Could you write out the listing below from the line containing "Regulatory review: the green vegetation" through its end, swapping "green vegetation" for "leafy plants" and keeping every other character the same?

++++ Records shown ++++

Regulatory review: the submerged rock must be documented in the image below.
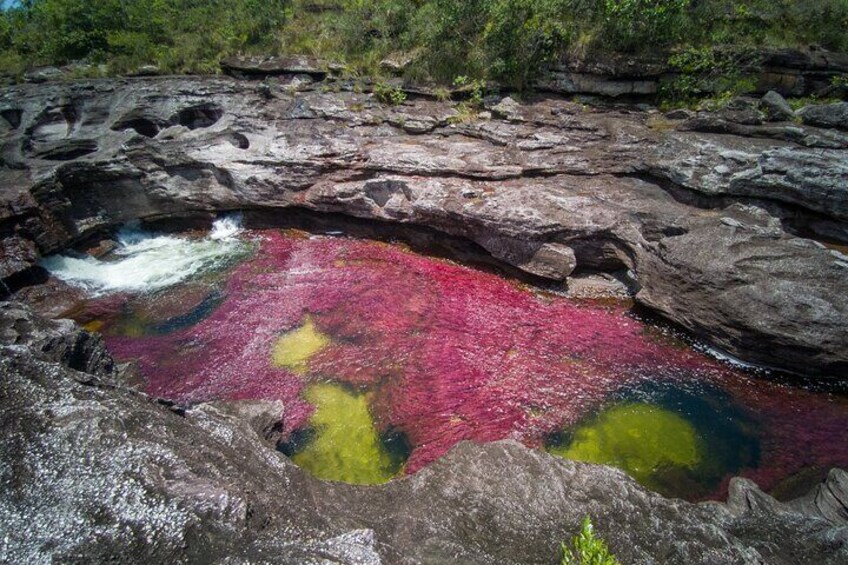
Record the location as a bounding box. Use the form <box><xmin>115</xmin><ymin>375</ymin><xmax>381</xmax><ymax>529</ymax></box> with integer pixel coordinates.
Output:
<box><xmin>0</xmin><ymin>74</ymin><xmax>848</xmax><ymax>377</ymax></box>
<box><xmin>0</xmin><ymin>304</ymin><xmax>848</xmax><ymax>564</ymax></box>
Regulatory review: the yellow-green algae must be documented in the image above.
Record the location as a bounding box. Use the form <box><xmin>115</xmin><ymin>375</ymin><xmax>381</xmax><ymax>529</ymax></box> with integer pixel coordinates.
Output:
<box><xmin>271</xmin><ymin>316</ymin><xmax>330</xmax><ymax>374</ymax></box>
<box><xmin>292</xmin><ymin>383</ymin><xmax>399</xmax><ymax>485</ymax></box>
<box><xmin>548</xmin><ymin>403</ymin><xmax>703</xmax><ymax>487</ymax></box>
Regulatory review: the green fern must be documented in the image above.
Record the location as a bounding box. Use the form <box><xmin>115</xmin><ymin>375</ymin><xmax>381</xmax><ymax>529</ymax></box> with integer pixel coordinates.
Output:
<box><xmin>561</xmin><ymin>516</ymin><xmax>621</xmax><ymax>565</ymax></box>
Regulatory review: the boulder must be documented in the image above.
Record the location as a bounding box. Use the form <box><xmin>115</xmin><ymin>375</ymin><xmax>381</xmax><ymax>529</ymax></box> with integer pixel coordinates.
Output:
<box><xmin>798</xmin><ymin>102</ymin><xmax>848</xmax><ymax>130</ymax></box>
<box><xmin>24</xmin><ymin>67</ymin><xmax>65</xmax><ymax>84</ymax></box>
<box><xmin>0</xmin><ymin>303</ymin><xmax>848</xmax><ymax>565</ymax></box>
<box><xmin>760</xmin><ymin>90</ymin><xmax>795</xmax><ymax>122</ymax></box>
<box><xmin>0</xmin><ymin>77</ymin><xmax>848</xmax><ymax>378</ymax></box>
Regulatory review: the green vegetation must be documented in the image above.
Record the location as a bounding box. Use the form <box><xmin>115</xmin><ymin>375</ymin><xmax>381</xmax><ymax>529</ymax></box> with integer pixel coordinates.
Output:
<box><xmin>548</xmin><ymin>403</ymin><xmax>704</xmax><ymax>490</ymax></box>
<box><xmin>562</xmin><ymin>516</ymin><xmax>620</xmax><ymax>565</ymax></box>
<box><xmin>271</xmin><ymin>316</ymin><xmax>330</xmax><ymax>374</ymax></box>
<box><xmin>374</xmin><ymin>82</ymin><xmax>406</xmax><ymax>106</ymax></box>
<box><xmin>0</xmin><ymin>0</ymin><xmax>848</xmax><ymax>91</ymax></box>
<box><xmin>292</xmin><ymin>383</ymin><xmax>402</xmax><ymax>485</ymax></box>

++++

→ Solution
Regulatory review: the leafy plants must be documented in the image above.
Record the location as a bounding box. Use the form <box><xmin>115</xmin><ymin>375</ymin><xmax>381</xmax><ymax>529</ymax></box> with integer pixel coordinates.
Output:
<box><xmin>548</xmin><ymin>403</ymin><xmax>704</xmax><ymax>490</ymax></box>
<box><xmin>562</xmin><ymin>516</ymin><xmax>620</xmax><ymax>565</ymax></box>
<box><xmin>271</xmin><ymin>316</ymin><xmax>330</xmax><ymax>374</ymax></box>
<box><xmin>374</xmin><ymin>82</ymin><xmax>406</xmax><ymax>106</ymax></box>
<box><xmin>0</xmin><ymin>0</ymin><xmax>848</xmax><ymax>91</ymax></box>
<box><xmin>292</xmin><ymin>383</ymin><xmax>402</xmax><ymax>485</ymax></box>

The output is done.